EXERCISE GOAL →
Find "Pick out every instance of the kitchen" in the data below; transcribe the line it appears on and each line after it, exactly, to the end, and nothing else.

LISTED ENTRIES →
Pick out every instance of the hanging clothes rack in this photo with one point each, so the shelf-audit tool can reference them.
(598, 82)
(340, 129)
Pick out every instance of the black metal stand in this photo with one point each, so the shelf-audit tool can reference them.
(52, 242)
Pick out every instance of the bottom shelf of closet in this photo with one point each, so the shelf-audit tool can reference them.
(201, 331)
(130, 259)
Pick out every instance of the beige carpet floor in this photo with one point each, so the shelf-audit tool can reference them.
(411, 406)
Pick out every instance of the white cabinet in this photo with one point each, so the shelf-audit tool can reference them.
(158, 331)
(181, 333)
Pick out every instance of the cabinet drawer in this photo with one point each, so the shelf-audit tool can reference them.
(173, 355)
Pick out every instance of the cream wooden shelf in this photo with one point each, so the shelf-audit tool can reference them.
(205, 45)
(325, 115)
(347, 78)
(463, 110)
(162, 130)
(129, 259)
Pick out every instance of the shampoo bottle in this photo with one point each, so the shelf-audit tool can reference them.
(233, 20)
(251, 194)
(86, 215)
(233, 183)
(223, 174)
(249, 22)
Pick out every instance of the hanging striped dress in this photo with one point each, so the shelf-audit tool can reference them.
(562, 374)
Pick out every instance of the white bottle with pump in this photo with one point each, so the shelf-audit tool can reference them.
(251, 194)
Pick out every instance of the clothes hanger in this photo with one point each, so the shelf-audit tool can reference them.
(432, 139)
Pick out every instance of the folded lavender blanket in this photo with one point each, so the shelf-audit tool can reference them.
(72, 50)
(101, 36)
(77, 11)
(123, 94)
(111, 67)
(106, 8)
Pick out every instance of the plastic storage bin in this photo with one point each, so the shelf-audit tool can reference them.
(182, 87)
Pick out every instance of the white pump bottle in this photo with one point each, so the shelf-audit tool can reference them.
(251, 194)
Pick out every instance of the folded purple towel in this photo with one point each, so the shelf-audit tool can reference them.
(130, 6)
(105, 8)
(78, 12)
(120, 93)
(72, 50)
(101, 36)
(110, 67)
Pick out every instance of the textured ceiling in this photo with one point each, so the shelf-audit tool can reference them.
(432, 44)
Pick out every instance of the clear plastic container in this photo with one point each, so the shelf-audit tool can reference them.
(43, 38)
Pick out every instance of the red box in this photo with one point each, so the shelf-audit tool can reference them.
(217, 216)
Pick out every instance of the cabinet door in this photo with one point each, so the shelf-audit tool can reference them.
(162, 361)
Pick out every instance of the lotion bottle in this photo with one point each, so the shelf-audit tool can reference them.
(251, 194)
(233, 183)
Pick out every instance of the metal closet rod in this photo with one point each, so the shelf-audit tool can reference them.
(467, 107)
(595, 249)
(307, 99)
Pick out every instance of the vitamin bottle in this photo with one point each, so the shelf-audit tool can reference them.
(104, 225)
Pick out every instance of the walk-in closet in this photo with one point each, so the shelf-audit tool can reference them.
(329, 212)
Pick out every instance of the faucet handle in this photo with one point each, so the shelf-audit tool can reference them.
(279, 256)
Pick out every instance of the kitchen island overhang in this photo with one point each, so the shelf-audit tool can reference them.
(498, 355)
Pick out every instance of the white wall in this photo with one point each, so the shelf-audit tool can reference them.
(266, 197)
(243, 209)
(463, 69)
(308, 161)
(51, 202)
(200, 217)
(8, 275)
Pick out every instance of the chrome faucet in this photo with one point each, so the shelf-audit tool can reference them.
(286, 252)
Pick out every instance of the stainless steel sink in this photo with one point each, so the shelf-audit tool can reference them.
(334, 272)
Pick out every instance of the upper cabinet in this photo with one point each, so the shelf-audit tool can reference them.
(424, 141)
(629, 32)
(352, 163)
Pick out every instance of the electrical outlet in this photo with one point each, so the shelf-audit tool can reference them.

THE RESPONSE →
Pick out every instance of the kitchen island overhang in this photo with one point each, so the shelf-audit tool can reference them.
(498, 355)
Pick out every instance of the white wall in this photo with one point each, so the shelf-audit tool can reference them.
(266, 197)
(243, 209)
(463, 69)
(308, 161)
(51, 202)
(200, 217)
(8, 275)
Pick out every instance of the chrome faucet in this photo with one point each, so the shelf-audit tool can reference them.
(286, 252)
Pick out every instance of the stainless steel sink in this photo with one point each, so the shelf-audit tool can reference them.
(334, 272)
Pick out every instance of the upper cabinet in this photo with one point each, so the shelf-audit tool can reference them.
(424, 141)
(629, 32)
(352, 163)
Pick out every instance of the electrical outlet in this photo with one point each, so the shelf-audit tool can reference them.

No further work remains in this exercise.